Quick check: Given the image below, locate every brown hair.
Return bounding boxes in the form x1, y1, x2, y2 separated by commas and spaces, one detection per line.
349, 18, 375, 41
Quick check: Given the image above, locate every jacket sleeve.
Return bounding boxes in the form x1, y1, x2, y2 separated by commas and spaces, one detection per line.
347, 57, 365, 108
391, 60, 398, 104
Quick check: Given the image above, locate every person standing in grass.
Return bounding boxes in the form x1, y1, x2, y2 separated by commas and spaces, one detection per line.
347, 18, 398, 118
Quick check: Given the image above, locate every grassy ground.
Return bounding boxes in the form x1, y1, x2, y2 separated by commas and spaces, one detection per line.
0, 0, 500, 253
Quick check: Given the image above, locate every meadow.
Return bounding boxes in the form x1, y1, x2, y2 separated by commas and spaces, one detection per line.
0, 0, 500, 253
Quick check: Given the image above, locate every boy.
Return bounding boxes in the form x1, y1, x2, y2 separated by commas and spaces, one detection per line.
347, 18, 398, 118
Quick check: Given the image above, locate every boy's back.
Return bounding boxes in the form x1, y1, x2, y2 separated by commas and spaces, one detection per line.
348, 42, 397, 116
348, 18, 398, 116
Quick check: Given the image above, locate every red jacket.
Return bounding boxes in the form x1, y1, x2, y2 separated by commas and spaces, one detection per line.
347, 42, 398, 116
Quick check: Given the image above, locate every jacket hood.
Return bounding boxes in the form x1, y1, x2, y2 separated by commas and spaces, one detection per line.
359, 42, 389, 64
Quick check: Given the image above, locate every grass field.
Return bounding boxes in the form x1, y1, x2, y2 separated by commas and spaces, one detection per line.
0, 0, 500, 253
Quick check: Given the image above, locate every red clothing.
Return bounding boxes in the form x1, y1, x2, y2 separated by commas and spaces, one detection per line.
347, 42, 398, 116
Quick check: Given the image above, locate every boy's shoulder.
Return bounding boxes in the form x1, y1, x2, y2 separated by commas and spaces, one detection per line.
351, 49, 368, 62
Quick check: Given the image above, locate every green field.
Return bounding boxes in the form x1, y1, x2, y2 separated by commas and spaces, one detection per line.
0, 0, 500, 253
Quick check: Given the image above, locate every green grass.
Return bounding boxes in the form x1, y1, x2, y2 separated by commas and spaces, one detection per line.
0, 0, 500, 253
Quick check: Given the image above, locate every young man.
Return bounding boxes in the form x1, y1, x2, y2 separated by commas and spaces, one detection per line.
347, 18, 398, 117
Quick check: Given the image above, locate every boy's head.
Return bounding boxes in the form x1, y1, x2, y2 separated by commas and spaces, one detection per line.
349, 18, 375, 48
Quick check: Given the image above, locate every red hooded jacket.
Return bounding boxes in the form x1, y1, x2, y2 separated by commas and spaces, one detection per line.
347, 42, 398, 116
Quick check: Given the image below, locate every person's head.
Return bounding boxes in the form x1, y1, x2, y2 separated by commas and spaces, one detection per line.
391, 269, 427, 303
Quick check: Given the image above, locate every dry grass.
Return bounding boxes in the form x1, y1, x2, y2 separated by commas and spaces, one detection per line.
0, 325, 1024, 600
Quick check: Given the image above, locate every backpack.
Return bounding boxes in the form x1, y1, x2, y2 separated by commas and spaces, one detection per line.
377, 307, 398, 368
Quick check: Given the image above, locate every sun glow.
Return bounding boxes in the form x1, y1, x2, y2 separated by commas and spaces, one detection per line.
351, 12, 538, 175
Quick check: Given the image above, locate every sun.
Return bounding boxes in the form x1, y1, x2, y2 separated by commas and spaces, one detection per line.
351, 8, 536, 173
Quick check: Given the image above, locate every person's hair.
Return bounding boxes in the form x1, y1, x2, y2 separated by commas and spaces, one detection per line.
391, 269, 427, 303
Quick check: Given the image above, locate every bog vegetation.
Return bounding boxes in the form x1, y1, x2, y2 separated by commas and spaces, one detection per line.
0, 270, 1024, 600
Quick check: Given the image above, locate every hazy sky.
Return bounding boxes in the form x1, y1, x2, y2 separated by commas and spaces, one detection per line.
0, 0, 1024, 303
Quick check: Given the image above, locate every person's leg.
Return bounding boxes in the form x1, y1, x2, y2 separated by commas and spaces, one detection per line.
+ + +
Rewrite the records above, switching each "Quick check" to "Short task" and changing nothing else.

* EXERCISE SOLUTION:
Short task: Given the image below, locate every brown hair.
Return bounding boxes in the form x1, y1, x2, y2 separated by commas and spaces, one detection per line.
349, 18, 375, 41
Short task: Given the image above, locate every jacket sleeve.
Return bounding boxes in the form x1, y1, x2, y2 separated by commas and spaces, one detection per line.
347, 57, 365, 108
391, 60, 398, 104
Short task: Given the image above, locate every person standing in grass.
Return bounding boxes in the form x1, y1, x2, y2 separated by commas and spaces, one detection per line.
347, 18, 398, 118
Short task: Given the image above, locate every grassy ground.
Return bounding boxes in the form x1, y1, x2, y2 separated by commas and spaces, one detection per line.
0, 0, 500, 253
Short task: Given the image above, locate every meadow.
Return bounding boxes in the form x1, y1, x2, y2 separated by commas and spaces, one detection per line.
0, 0, 500, 253
Short task: Given the image above, locate every boy.
Return bounding boxes in the form x1, y1, x2, y2 separated by commas and spaces, one detection per line.
347, 18, 398, 118
Short task: Given the image above, locate every boy's back.
Return bounding boxes in the form x1, y1, x2, y2 separated by commas and spaces, one detection per line.
348, 42, 397, 116
348, 18, 398, 116
Short task: Given the image above, locate every red jacket.
Return bounding boxes in the form x1, y1, x2, y2 separated by commas and spaces, one detection per line.
347, 42, 398, 116
Short task: Given the image above, locate every jacket hood.
Return bounding boxes in the form x1, y1, x2, y2 separated by commas and spaces, one detection per line.
359, 42, 389, 64
Short task: Given the image above, locate every grass field.
Return bounding boxes in the form x1, y1, x2, y2 separated by commas and spaces, one detection per line.
0, 0, 500, 253
Short task: Given the image above, locate every red clothing.
Return bounding boxes in the form x1, y1, x2, y2 separated by commas and spaces, one detection per line.
347, 42, 398, 116
Short task: Given the image above, locate every boy's shoulder.
Return bounding boxes in the form x1, y1, x2, y2 separated by commas and spaces, one detection per line.
351, 49, 368, 62
Short task: Given the image above, locate every green field.
Return bounding boxes in the form x1, y1, x2, y2 separated by commas and spaces, one detection per line.
0, 0, 500, 253
Short task: Given the image above, locate every green grass.
Return bounding boxes in the form x1, y1, x2, y2 separated by commas and spaces, one detection per line.
0, 0, 500, 253
Short task: Given the image above, locate every young man.
Return bounding boxes in the form x1, y1, x2, y2 separated by commas and spaces, one detection per line.
347, 18, 398, 117
Short task: Given the image above, locate every boy's head.
Return bounding boxes in the form x1, y1, x2, y2 separated by commas and spaces, one detection per line.
349, 18, 375, 48
Short task: Given the image above, locate every red hooded jacket.
Return bounding boxes in the form x1, y1, x2, y2 separated by commas and spaces, one detection per line.
347, 42, 398, 116
Short task: Given the image below, locate every person's head.
Return bounding boxes in the form x1, y1, x2, y2 separated by commas and spaces, one detection per line.
391, 269, 427, 303
Short task: Given the image above, locate every dry grass.
Return bounding boxes in the form x1, y1, x2, y2 separated by commas and spaces, one detection per line.
0, 325, 1024, 600
Short task: Given the image above, locate every backpack.
Return bounding boxes in the form x1, y1, x2, y2 separated by commas and spaces, one detection per line.
377, 307, 398, 368
Short task: Given the image above, locate every sun glow.
Return bounding boxes in the form x1, y1, x2, y2 separated by commas and spaces, one detection per line.
351, 12, 538, 175
Short task: Given the image above, locate every sun.
Return bounding boxes in the form x1, y1, x2, y2 separated by commas and spaces, one detection per line.
351, 8, 536, 173
Short task: Given the image above, locate every person's hair.
Return bounding boxes in the form x1, y1, x2, y2 separated by commas and spaces, one detection per line.
391, 269, 427, 303
Short task: Given the image above, locate every bog vegetation.
Return bounding boxes in the form x1, y1, x2, y2 separated by commas and spaces, one detection per line.
0, 270, 1024, 600
Short task: Given the image above, locate every hazy sky.
Return bounding boxes in the form x1, y1, x2, y2 separated by commas and spaces, one detection per line.
0, 0, 1024, 303
Short task: Given the image above, locate every person's leg.
Return bounding boxes in the form x1, y1, x2, y2 separated by commas and spaces, one detection per line.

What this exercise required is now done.